Wypisz bez zmian wiersze wpisów, zaczynając od wiersza zawierającego „Objective — for every instance of the baton, mark” i kończąc na wierszu zawierającym „(1090, 474)”. Oba te wiersze mają się znaleźć w wyniku.

-------- Wpisy do przetworzenia --------

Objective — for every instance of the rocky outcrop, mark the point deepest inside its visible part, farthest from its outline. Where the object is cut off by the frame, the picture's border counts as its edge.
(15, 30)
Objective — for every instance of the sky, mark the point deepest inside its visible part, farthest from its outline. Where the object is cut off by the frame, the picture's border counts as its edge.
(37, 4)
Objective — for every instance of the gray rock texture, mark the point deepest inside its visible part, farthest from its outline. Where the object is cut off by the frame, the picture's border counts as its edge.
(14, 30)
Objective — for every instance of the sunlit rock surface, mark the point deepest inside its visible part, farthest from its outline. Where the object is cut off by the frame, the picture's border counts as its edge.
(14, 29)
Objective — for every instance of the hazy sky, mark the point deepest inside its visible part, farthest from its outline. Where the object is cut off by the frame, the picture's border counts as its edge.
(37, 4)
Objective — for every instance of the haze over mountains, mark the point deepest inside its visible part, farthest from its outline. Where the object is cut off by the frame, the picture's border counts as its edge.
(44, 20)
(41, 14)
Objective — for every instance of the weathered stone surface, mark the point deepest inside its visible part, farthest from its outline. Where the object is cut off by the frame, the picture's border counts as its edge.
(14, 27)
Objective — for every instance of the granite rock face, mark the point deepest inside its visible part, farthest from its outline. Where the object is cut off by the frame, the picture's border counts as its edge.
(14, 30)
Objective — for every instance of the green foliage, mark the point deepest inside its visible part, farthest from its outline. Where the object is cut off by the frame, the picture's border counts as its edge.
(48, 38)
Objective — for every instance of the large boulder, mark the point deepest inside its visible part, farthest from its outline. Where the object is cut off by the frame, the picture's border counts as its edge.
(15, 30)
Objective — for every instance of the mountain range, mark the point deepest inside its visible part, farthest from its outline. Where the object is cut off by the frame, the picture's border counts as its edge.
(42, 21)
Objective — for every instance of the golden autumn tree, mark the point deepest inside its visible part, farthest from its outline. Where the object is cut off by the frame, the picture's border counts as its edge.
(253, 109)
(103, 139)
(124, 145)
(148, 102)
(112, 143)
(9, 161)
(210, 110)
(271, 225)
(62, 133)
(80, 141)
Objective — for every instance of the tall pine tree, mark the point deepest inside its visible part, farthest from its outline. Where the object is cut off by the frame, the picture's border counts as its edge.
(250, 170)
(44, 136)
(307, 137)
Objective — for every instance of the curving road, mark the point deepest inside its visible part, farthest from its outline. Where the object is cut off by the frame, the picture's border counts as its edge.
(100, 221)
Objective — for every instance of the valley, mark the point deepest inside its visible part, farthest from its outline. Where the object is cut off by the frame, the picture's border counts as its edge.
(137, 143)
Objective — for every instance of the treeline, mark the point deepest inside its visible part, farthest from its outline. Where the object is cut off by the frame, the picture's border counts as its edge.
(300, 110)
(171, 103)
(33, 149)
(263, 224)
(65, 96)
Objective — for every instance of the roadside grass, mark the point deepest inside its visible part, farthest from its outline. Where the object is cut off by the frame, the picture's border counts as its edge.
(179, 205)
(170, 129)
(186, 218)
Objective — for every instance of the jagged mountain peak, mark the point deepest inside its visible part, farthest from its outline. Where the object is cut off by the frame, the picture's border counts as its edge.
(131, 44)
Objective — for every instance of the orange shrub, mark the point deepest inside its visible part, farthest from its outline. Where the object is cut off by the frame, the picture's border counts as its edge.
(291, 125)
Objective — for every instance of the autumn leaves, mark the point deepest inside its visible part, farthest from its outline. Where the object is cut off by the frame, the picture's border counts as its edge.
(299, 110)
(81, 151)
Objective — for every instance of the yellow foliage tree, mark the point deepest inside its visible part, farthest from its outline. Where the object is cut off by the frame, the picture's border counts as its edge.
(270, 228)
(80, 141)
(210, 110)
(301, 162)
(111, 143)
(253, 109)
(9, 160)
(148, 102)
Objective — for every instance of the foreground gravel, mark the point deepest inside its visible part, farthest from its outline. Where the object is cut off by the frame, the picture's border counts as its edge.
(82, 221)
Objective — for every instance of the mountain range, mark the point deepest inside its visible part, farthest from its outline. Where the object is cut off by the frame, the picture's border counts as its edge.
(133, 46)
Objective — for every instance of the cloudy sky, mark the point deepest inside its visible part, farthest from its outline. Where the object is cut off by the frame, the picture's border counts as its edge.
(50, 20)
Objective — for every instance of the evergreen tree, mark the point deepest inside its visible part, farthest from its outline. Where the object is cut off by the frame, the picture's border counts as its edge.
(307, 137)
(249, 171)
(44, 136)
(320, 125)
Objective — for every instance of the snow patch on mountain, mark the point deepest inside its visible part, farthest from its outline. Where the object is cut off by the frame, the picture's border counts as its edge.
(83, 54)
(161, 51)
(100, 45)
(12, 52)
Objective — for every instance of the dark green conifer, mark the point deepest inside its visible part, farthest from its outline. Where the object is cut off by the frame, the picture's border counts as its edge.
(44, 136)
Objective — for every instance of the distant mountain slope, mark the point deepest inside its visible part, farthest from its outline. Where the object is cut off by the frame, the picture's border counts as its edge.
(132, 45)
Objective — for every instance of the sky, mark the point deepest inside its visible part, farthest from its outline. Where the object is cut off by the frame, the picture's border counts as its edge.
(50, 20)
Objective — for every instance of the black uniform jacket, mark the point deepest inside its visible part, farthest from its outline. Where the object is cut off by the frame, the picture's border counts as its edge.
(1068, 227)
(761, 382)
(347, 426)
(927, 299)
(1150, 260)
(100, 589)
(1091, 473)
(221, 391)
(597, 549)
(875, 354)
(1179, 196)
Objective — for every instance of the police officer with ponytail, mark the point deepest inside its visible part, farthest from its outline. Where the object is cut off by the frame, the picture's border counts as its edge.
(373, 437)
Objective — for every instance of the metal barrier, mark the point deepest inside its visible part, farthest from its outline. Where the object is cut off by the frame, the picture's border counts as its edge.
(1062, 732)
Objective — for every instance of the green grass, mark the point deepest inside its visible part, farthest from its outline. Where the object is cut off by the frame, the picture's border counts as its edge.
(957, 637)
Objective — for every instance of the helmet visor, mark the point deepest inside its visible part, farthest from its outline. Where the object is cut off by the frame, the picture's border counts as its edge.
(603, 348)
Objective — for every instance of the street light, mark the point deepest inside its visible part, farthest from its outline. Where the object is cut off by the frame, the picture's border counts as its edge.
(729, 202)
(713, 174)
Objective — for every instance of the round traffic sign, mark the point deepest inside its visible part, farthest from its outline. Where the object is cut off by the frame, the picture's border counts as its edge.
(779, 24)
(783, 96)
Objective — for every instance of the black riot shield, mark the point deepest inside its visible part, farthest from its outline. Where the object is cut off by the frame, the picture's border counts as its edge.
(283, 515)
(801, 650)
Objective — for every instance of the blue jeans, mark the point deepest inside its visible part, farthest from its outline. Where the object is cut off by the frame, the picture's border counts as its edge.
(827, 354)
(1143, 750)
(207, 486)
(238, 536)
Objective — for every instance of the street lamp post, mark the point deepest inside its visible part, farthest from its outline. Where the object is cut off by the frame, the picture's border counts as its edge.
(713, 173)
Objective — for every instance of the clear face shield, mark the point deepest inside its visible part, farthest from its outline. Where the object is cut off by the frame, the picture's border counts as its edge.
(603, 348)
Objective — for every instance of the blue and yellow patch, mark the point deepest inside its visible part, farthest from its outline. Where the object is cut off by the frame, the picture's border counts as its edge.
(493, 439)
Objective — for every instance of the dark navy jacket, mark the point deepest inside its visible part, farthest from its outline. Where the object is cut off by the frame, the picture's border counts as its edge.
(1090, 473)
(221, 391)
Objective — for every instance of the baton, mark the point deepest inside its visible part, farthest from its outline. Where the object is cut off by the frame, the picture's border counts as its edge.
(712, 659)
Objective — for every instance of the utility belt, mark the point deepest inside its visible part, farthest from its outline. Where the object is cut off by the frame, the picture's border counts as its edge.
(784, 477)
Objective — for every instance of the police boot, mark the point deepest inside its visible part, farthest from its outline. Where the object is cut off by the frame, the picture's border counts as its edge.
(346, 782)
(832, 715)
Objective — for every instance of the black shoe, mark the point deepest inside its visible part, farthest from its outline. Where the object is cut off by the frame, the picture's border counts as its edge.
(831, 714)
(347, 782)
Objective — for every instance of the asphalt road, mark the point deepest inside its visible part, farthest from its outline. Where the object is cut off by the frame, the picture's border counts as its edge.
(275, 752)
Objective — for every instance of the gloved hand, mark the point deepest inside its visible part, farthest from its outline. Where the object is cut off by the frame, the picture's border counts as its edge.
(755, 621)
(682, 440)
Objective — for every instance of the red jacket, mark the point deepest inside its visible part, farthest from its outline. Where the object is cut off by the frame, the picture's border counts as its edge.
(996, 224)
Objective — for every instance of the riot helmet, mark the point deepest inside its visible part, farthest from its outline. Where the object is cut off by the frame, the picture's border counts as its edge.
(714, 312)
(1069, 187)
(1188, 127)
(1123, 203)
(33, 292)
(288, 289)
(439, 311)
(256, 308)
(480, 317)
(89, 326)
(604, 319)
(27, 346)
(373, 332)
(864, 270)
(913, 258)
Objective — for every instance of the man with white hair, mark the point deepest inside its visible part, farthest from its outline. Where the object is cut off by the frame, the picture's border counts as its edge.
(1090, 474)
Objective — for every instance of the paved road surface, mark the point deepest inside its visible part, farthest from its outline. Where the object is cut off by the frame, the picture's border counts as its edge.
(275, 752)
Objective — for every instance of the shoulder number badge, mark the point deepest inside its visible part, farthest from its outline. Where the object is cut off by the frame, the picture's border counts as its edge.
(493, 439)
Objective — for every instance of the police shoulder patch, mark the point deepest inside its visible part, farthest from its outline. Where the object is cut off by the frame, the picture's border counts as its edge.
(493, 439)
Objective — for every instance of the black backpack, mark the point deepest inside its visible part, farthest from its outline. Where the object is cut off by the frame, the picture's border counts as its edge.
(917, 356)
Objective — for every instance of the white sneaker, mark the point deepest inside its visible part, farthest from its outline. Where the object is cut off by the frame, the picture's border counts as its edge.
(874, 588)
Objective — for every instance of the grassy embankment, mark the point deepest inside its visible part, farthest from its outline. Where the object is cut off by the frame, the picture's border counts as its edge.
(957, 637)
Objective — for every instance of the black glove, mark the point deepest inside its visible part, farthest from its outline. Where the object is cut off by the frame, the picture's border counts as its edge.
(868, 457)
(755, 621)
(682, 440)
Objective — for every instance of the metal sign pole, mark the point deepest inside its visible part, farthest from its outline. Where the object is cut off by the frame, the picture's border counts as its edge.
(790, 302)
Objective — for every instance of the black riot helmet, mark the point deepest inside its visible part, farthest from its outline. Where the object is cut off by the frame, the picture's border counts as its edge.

--------

**Wynik zadania:**
Objective — for every instance of the baton, mark the point deepest inside its visible part, farthest from its outline. Where the object is cut off by the frame, the picture's border counts as its edge.
(712, 659)
Objective — for every instance of the utility belt, mark the point deepest inside its visible part, farthest from its outline. Where the object is cut off by the frame, the picture's border counts as its edge.
(784, 477)
Objective — for every instance of the police boot, mark the point deepest inside its visible part, farthest from its outline. Where the object is cut off by the frame, the picture's border counts as its edge.
(346, 782)
(832, 715)
Objective — for every instance of the black shoe, mark the point deepest inside its visible part, farthest from its outline. Where the object is cut off by the frame, the picture's border counts as its edge.
(831, 714)
(347, 782)
Objective — for every instance of the asphalt road, mark the point deepest inside its visible part, farthest from its outline. Where the object is cut off by the frame, the picture's border counts as its edge.
(275, 752)
Objective — for every instance of the gloved hand, mark the point deepest inside its visible part, farthest from its outline. Where the object is cut off by the frame, the picture's border counts as its edge.
(755, 621)
(682, 440)
Objective — for every instance of the red jacket, mark the point deepest inside its visible part, farthest from its outline. Where the object is cut off by the frame, the picture's border counts as its edge.
(996, 224)
Objective — for every instance of the riot helmet, mark the point deepest inside its visible part, farthest from its outline. Where the object is cut off by the frame, the picture's border counts as its edge.
(714, 312)
(1069, 187)
(1188, 127)
(1123, 203)
(33, 292)
(288, 289)
(439, 311)
(256, 308)
(480, 317)
(89, 326)
(604, 319)
(27, 346)
(373, 332)
(864, 270)
(913, 258)
Objective — for every instance of the man with white hair, mark the point deepest inside its visible part, farthest from its outline. Where the object is cut off by the frame, the picture's border counts as its edge.
(1090, 474)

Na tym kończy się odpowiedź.